### Page text:
On my way there I passed the building at the corner of St. John and A streets that is always lit up like a Christmas tree, has no signage and always has one or two suspicious-looking people coming and going from it. This morning, business was brisk, whatever it might be they purvey.

Heading to Dunkin Donuts, I saw a man wobbling behind the Dog Fish cafĂ© yelling toward the sky at the top of his lungs. I continued up Congress. I am not over-embellishing when I say that every single stoop on the portion of Congress between Valley St and Bramhall Square was occupied by two or three people I wouldn’t be having tea with, and at two buildings, entry was being granted to knockers by the way of a guy cracking the door, peering out, and sizing up the visiting company. On a typical morning, you might see two or three people in this neck of the woods total. Thursday, there were 30 peeps, minimum.

I banged a right on Bramhall St, passing three late-teen/early twenties dudes using an orange construction cone as a megaphone. They had made their way up to Maine Medical Center by the time I had exited the hospital. I saw them approach a doctor outside to smoke a cigarette and as I passed in my rearview saw them dropkick the cone in her direction.

Driving further into the West End I saw people everywhere. There are always a few bar stragglers or wayward addicts out and about, but Thursday they were on every street and around every bend. Arriving at Cumberland Farms, I was greeting by a gaggle of early-twentysomethings in the parking lot. The manager of the store, having recently lost the part-time overnight guy, was manning the store. I walked in and said “The city is nuts tonight!” He agreed, and reminded me of a fact a working guy is wont to forget. It was the first of the month, he said, “checks went out.”

“That’s right!” I remembered right then that a percentage my early morning toil went to subsidize a few nights on the town for the very people I was seeing out. I usually don’t notice that our subsidizing of the criminally inclined underclass in our city has occurred until about the eighth of the month when I try to find a snack cake in the city and can’t; It seems the Hostess guy hasn’t figured out how to capitalize on the welfare state through efficient merchandising.

Having been reminded of why the city was so busy, I had a better understanding of the grand weirdness I was witnessing. Continuing forth on Danforth Street, there were four dudes standing next to a fire hydrant that had been opened and was spewing water.

I crossed the interstate from there and headed out on Forest Ave. I nearly squished a guy laying smack dab in the middle of the parking lot at the 449 Forest Ave Plaza, saw two kids armed with felt-tip writing devices at Woodfords Corner and in my rearview, after having passed a wobbly bike rider saw him then cross in front of a cargo van which came to a complete stop to wait for him to move out of the way. Heading further down Forest, I saw four police cruisers pass me, quickly heading in to town.

The quietest part of the city Thursday morning? Riverton. Not a peep out there, which was weird in of itself.

So that is what was happening while you were sleeping and your tax money was subsidizing “less fortunate” people Thursday morning. I thought you might like to know. It’s time to start thinking about when, not wondering if, what the climate in the city will be like after the collapse of the welfare state. Will a given Thursday at around noon start to more closely resemble this past Thursday at three in the morning? Will these people be better behaved when they’re not getting their Ramen noodles and starving? And most importantly, what steps are you taking now to protect yourselves for the eventuality they will come knocking on the door of a North Deering cape near you?

Seeing Portland slowly deteriorate over the last two years in the early morning has given me time to think about these things. Let’s hope our city leaders give it the same kind of thought.

### Extracted records:
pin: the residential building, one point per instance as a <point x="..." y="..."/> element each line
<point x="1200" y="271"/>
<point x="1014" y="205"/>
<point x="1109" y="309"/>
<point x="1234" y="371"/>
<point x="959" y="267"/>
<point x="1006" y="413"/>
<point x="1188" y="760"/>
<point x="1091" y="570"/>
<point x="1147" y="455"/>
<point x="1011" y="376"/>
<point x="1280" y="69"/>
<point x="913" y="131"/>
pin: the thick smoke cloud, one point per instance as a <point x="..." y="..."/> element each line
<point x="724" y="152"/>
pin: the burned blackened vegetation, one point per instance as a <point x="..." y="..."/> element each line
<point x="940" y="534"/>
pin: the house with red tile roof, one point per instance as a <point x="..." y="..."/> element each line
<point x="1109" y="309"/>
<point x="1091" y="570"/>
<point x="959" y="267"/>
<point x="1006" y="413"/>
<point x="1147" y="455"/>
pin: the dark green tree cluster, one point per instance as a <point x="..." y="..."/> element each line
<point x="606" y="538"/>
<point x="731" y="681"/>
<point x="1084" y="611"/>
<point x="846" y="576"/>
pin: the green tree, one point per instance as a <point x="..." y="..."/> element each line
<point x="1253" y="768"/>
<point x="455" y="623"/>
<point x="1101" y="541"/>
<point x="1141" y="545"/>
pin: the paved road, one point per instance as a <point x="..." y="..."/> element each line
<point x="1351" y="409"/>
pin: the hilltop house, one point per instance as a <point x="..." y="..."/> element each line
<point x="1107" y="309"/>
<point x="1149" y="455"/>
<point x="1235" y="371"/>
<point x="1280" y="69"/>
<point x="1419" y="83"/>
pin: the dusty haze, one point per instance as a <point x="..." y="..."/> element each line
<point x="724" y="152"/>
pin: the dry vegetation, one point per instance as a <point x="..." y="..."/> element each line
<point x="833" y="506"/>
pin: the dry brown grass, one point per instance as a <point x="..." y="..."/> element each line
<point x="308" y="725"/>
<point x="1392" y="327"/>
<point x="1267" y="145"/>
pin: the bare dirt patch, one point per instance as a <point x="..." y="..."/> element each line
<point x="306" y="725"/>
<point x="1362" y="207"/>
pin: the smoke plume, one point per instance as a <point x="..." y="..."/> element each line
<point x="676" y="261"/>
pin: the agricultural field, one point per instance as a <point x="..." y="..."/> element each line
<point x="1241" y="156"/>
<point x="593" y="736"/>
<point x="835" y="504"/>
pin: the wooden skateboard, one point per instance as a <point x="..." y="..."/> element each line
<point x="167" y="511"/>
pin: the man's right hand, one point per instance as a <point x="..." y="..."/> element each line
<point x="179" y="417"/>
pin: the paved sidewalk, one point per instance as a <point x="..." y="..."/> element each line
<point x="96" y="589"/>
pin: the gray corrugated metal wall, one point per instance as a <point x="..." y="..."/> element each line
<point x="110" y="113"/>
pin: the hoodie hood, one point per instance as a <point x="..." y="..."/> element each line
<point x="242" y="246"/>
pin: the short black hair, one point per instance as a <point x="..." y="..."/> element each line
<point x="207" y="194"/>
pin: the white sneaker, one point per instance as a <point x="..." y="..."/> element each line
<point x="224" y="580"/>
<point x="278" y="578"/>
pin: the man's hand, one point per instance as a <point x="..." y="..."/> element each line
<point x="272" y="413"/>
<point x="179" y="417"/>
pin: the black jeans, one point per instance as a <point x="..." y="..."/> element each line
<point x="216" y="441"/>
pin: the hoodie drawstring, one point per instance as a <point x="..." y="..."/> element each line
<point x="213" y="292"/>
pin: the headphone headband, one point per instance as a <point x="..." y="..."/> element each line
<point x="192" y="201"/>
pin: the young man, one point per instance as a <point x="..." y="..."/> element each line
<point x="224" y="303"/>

### Complete the following:
1 > In the Portland blog post, copy the text between "Seeing Portland slowly" and "kind of thought.", inclusive, word for word.
2 > Name every business or other establishment the Portland blog post mentions as a place the writer went to or drove past.

### Solutions to each task:
1 >
Seeing Portland slowly deteriorate over the last two years in the early morning has given me time to think about these things. Let’s hope our city leaders give it the same kind of thought.

2 >
Dunkin Donuts
Dog Fish café
Maine Medical Center
Cumberland Farms
449 Forest Ave Plaza